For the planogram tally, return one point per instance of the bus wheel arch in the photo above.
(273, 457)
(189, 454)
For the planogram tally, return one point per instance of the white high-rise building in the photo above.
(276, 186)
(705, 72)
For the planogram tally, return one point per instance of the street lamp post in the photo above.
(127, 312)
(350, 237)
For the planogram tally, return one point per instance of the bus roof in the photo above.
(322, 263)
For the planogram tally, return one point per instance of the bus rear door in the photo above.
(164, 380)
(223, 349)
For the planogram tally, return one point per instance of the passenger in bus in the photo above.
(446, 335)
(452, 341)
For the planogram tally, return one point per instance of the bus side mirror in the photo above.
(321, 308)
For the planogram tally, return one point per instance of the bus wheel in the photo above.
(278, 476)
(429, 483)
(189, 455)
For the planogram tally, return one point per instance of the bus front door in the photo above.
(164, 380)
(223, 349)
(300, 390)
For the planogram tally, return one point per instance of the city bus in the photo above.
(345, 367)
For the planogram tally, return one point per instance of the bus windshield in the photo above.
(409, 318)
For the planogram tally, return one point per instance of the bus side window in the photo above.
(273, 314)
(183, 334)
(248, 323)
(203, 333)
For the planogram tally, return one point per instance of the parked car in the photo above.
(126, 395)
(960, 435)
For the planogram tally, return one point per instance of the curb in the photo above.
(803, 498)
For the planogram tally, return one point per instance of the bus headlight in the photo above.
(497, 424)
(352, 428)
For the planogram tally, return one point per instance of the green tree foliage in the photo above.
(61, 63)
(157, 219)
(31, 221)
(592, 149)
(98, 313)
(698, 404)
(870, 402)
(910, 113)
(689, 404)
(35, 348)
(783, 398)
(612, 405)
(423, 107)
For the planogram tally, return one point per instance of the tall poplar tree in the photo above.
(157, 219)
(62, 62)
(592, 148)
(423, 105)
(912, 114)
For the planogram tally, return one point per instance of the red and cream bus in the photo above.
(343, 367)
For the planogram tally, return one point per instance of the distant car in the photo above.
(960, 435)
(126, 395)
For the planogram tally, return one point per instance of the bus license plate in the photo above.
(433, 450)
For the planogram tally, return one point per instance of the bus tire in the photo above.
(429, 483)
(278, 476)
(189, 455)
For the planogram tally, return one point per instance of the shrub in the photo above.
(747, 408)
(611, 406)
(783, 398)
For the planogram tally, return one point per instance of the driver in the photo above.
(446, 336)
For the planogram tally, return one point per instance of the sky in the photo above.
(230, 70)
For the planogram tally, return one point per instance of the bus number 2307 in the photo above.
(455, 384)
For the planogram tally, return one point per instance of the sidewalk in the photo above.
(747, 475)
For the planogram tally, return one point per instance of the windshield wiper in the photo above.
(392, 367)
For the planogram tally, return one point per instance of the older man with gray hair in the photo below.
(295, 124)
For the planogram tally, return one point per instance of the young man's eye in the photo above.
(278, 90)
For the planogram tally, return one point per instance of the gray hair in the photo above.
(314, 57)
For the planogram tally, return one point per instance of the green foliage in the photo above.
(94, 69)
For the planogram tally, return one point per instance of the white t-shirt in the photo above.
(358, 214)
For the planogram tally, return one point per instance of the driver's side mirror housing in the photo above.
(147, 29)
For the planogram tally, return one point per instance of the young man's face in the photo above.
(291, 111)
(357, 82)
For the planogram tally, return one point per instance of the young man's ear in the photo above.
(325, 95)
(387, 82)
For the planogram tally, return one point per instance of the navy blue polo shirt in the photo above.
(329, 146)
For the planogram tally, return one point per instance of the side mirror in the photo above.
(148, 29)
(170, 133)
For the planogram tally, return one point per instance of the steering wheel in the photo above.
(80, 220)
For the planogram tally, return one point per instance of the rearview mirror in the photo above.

----

Task statement » Retype the records that precede this task, keeping them exactly the same.

Exercise output »
For the planogram tally, return one point per instance of the bus wheel arch in the photo above.
(273, 457)
(189, 454)
For the planogram tally, return one point per instance of the white high-rise building in the photo above.
(276, 186)
(705, 72)
For the planogram tally, return one point per instance of the street lamp post in the photo above.
(127, 312)
(350, 237)
For the planogram tally, return one point per instance of the bus roof in the photo above.
(322, 263)
For the planogram tally, return one point per instance of the bus rear door in the photo above.
(164, 380)
(223, 349)
For the planogram tally, return one point per instance of the passenger in bus in the photo above.
(446, 335)
(452, 341)
For the planogram tally, return one point per instance of the bus side mirror in the photo above.
(321, 308)
For the planogram tally, return one point per instance of the bus wheel in the photo above.
(278, 476)
(429, 483)
(189, 455)
For the planogram tally, return one point per instance of the bus front door in the photo above.
(164, 380)
(223, 349)
(300, 390)
For the planogram tally, return one point per instance of the city bus in the photo above.
(345, 367)
For the planogram tally, return one point per instance of the bus windshield in the photo above.
(409, 318)
For the planogram tally, return one point per instance of the bus side window in the photo above.
(273, 314)
(183, 334)
(248, 323)
(203, 333)
For the planogram tally, return one point per instance of the parked car in the photo above.
(126, 395)
(960, 435)
For the planogram tally, return one point per instance of the curb in the photo above.
(803, 498)
For the planogram tally, return one point per instance of the bus headlight in the photo above.
(497, 424)
(352, 428)
For the planogram tally, return one point per instance of the green tree foliage in the photo above.
(61, 63)
(157, 219)
(31, 221)
(592, 149)
(98, 313)
(698, 404)
(870, 402)
(910, 113)
(689, 404)
(35, 348)
(783, 398)
(612, 405)
(423, 107)
For the planogram tally, return one point per instance of the tall poplar tree in the photo above.
(157, 219)
(62, 62)
(592, 148)
(423, 105)
(912, 114)
For the planogram tally, return one point per instance of the red and cream bus in the photo above.
(343, 367)
For the planogram tally, return one point per instance of the distant car in the photo above.
(960, 435)
(126, 395)
For the planogram tally, return one point per instance of the bus license plate in the photo above.
(433, 450)
For the planogram tally, return one point per instance of the bus tire in the photo above.
(429, 483)
(278, 476)
(189, 455)
For the planogram tally, return one point per instance of the shrub in the photo above.
(747, 408)
(611, 406)
(783, 398)
For the planogram tally, return one point per instance of the driver in the photo above.
(446, 336)
For the planogram tally, return one point per instance of the sky in the photo above.
(230, 70)
For the planogram tally, return one point per instance of the bus number 2307 in the photo above.
(455, 384)
For the planogram tally, return one point per instance of the sidewalk in the photo above.
(747, 475)
For the planogram tally, return one point per instance of the windshield wiper in the photo above.
(392, 367)
For the planogram tally, return one point per instance of the older man with gray hair in the photo below.
(295, 124)
For the planogram tally, return one point per instance of the young man's eye in the photo above.
(278, 90)
For the planogram tally, return one point per instance of the gray hair in the photo above.
(314, 57)
For the planogram tally, return one point per instance of the green foliage in the photo above.
(94, 69)
For the planogram tally, return one point per instance of the white t-shirt in the photo above.
(358, 214)
For the planogram tally, return one point per instance of the driver's side mirror housing in the photo above.
(147, 29)
For the planogram tally, return one point per instance of the young man's face in the photo above.
(291, 111)
(357, 82)
For the planogram tally, return one point per instance of the young man's ear in the photo above.
(325, 95)
(387, 82)
For the planogram tally, return one point per instance of the navy blue polo shirt in the photo above.
(329, 146)
For the planogram tally, return one point per instance of the side mirror in the photo above.
(148, 29)
(170, 133)
For the planogram tally, return one point per instance of the steering wheel in the photo above.
(80, 220)
For the planogram tally, return one point per instance of the rearview mirror in the photo above.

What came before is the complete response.